* PROVIDED PASSAGE
Safe Travels, enjoy your wee Grandson.


----------



## sewingbuster (Oct 1, 2012)

I was raised in Fruitvale, schooled in Trail, so know the area very well. Beautiful countryside. Would definitely welcome a chat/coffee with you if we were closer to the area. Living in Kamloops (desert type) area now. Welcome to Canada. Enjoy your stay and safe travels.


----------



## 30Knitter (Apr 9, 2012)

Great job!! That was cute.


----------



## mrs.j (Apr 4, 2011)

having requested a pattern for thomas the tank engine, I am now in New Zealand and given my friend the jumper which was machine knitted unfortunately I did not realize it had to be all swiss darned and it had to be finished over here which really took a lot of patience but successful. now I am awaiting a photo of little Jake aged 3.


----------



## mrs.j (Apr 4, 2011)

having requested a pattern for thomas the tank engine, I am now in New Zealand and given my friend the jumper which was machine knitted unfortunately I did not realize it had to be all swiss darned and it had to be finished over here which really took a lot of patience but successful. now I am awaiting a photo of little Jake aged 3.


----------



## mrs.j (Apr 4, 2011)

who in NZ sells coned 4ply Possum/Merino machine knitting wool.


----------



## mrs.j (Apr 4, 2011)

oops in Auckland.


----------

* DATA SEGMENT
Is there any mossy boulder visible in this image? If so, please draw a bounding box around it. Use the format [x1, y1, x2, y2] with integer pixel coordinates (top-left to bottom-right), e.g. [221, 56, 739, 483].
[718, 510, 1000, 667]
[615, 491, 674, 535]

* EXERCISE BRIEF
In the knitting forum thread, what did mrs.j not realize about the machine-knitted jumper she gave her friend?

* SOLUTION BELOW
She did not realize it had to be all Swiss darned.